= Given request =
Pull out each line of the entries below that contains the word "black", copying it unchanged.

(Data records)

* * * *

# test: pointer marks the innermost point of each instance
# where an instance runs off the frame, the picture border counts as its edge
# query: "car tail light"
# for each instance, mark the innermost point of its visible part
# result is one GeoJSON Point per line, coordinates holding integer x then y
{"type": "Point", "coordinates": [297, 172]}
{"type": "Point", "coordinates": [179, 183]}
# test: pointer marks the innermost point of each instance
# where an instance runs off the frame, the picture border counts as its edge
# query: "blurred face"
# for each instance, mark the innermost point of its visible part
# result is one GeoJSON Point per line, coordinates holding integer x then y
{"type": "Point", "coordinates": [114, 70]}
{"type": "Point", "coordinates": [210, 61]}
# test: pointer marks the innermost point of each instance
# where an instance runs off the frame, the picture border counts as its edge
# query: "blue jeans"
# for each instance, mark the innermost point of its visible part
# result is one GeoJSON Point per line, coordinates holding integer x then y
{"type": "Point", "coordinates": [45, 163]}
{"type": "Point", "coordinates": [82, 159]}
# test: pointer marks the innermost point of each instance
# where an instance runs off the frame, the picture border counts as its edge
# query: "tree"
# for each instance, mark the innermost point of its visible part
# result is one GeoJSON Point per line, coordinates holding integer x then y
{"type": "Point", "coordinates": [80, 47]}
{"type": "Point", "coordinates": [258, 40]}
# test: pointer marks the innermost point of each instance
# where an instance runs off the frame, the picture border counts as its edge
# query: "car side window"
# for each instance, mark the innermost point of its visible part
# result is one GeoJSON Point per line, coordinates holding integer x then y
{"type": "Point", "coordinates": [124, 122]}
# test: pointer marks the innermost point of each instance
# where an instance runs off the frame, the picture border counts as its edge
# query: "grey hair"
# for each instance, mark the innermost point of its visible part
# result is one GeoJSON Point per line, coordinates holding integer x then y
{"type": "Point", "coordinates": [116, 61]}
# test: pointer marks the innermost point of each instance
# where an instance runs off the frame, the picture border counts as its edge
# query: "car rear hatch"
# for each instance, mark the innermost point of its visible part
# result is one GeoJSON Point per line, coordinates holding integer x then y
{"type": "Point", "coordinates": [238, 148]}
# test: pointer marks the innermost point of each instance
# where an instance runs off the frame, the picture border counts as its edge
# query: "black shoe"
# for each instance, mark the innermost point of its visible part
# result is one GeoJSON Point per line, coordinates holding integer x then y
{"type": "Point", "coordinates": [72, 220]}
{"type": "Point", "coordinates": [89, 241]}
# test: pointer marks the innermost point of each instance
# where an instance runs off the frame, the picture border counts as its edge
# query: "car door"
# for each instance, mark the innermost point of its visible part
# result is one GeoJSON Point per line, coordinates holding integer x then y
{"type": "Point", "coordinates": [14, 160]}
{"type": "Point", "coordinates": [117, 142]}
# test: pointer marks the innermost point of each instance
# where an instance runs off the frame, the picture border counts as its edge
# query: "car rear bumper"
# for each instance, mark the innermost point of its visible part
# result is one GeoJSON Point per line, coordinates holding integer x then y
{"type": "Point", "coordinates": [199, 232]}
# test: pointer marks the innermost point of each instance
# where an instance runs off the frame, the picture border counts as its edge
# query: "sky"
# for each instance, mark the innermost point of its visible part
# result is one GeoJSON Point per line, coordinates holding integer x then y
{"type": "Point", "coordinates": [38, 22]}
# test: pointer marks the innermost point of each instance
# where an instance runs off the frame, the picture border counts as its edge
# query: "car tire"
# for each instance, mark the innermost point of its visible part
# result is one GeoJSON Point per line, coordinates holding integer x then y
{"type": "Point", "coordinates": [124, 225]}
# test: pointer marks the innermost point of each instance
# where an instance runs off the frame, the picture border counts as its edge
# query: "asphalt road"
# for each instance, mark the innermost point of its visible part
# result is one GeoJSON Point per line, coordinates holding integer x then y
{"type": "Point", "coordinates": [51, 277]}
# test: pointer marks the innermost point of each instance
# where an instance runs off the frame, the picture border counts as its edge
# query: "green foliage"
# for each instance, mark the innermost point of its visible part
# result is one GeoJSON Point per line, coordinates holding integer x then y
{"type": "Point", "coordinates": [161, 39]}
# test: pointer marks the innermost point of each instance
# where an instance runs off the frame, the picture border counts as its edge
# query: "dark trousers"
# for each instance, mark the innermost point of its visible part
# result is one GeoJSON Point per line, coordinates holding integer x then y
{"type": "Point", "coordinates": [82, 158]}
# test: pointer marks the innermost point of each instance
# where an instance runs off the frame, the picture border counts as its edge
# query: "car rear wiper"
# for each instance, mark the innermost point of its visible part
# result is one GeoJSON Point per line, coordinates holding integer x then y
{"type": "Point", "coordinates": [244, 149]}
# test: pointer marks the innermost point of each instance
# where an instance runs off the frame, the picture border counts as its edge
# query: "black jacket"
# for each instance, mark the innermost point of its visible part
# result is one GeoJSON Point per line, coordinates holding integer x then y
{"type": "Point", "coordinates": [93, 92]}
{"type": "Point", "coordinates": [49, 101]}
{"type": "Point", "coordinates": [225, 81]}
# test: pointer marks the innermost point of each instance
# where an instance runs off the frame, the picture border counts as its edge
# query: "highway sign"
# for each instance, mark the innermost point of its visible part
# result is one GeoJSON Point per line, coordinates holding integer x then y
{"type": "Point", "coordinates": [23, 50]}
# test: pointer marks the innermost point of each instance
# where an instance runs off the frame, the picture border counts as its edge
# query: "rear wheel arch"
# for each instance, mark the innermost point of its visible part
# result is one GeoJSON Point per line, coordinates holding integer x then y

* * * *

= Result of this task =
# query: "black shoe"
# query: "black jacket"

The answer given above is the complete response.